Document excerpt —
=====
When markets are jumpy, investors typically turn to safe havens.
But there’s one problem: “The world is running out of safe havens,” says Vincent Lépine, vice-president of global economic strategy (asset allocation and currency management) at CIBC Asset Management.
“You used to have the yen, Swiss franc, the U.S. dollar and the euro,” he explains. But now, “The Swiss franc can be ruled out at this point, and even though the yen has behaved like a safe haven recently,” there’s doubt as to whether that trend will continue.
Further, he says, “The U.S. dollar has already gained a lot of ground and is significantly overvalued. It’s not as obvious what role it will play going forward and that leaves one option, and that’s gold.”
Lépine correctly predicted gold prices would rise this year. The rise has occurred for two reasons: first, he explains, “Gold prices are determined by the global environment and how much uncertainty there is. And right now, we’re in an environment where [we’re unsure] where the world economy is headed.”
=====
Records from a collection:

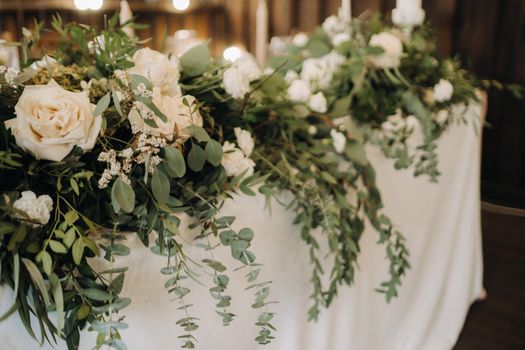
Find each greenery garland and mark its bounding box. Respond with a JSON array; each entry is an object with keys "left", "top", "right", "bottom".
[{"left": 0, "top": 10, "right": 516, "bottom": 349}]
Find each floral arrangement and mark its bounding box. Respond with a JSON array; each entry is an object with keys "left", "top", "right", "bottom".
[
  {"left": 0, "top": 8, "right": 516, "bottom": 349},
  {"left": 270, "top": 13, "right": 521, "bottom": 181}
]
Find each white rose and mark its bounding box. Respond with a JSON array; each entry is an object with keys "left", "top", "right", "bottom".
[
  {"left": 369, "top": 32, "right": 403, "bottom": 68},
  {"left": 128, "top": 48, "right": 181, "bottom": 96},
  {"left": 381, "top": 109, "right": 406, "bottom": 133},
  {"left": 322, "top": 15, "right": 346, "bottom": 38},
  {"left": 288, "top": 80, "right": 312, "bottom": 102},
  {"left": 221, "top": 141, "right": 255, "bottom": 176},
  {"left": 29, "top": 55, "right": 58, "bottom": 70},
  {"left": 301, "top": 52, "right": 345, "bottom": 89},
  {"left": 292, "top": 33, "right": 308, "bottom": 47},
  {"left": 433, "top": 79, "right": 454, "bottom": 102},
  {"left": 5, "top": 80, "right": 102, "bottom": 162},
  {"left": 332, "top": 32, "right": 350, "bottom": 47},
  {"left": 405, "top": 115, "right": 418, "bottom": 133},
  {"left": 284, "top": 69, "right": 299, "bottom": 84},
  {"left": 223, "top": 67, "right": 250, "bottom": 100},
  {"left": 309, "top": 92, "right": 328, "bottom": 113},
  {"left": 88, "top": 35, "right": 106, "bottom": 55},
  {"left": 128, "top": 87, "right": 203, "bottom": 142},
  {"left": 233, "top": 128, "right": 255, "bottom": 157},
  {"left": 330, "top": 129, "right": 346, "bottom": 154},
  {"left": 13, "top": 191, "right": 53, "bottom": 225}
]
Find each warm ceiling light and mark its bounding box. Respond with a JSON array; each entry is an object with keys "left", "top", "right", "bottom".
[
  {"left": 74, "top": 0, "right": 104, "bottom": 11},
  {"left": 222, "top": 46, "right": 242, "bottom": 62},
  {"left": 173, "top": 0, "right": 190, "bottom": 11}
]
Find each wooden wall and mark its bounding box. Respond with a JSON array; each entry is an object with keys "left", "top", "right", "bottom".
[{"left": 0, "top": 0, "right": 525, "bottom": 207}]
=====
What you need to do —
1. Present the entries from the line with "Find each wooden" up to and including the last line of the entries as a Markdown table, skipping blank lines. Use the columns No. and Line.
2. Pick up the article on gold as a safe haven after its last sentence and keep writing it.

Outputs by task —
1.
| No. | Line |
|---|---|
| 1 | Find each wooden wall and mark its bounding box. Respond with a JSON array; each entry is an object with keys "left", "top", "right", "bottom". |
| 2 | [{"left": 0, "top": 0, "right": 525, "bottom": 207}] |

2.
Secondly, “You need to see the upward trend in the U.S. dollar being challenged. A year ago, that was out of the question since the [currency] was quite strong. But at this point, the U.S. dollar has gained so much ground that it’s not as obvious what’s coming next.” In particular, it’s unclear how the U.S. dollar will perform against other global currencies through the remainder of 2016.
So, says Lépine, “Even though gold prices have already appreciated since the start of the year by about 16%, we still think there’s more upside for the rest of the year. And, you can look at silver the same way, [even though] silver is a bit different in terms of its entry point. The trend in gold will be shared by precious metals in general.”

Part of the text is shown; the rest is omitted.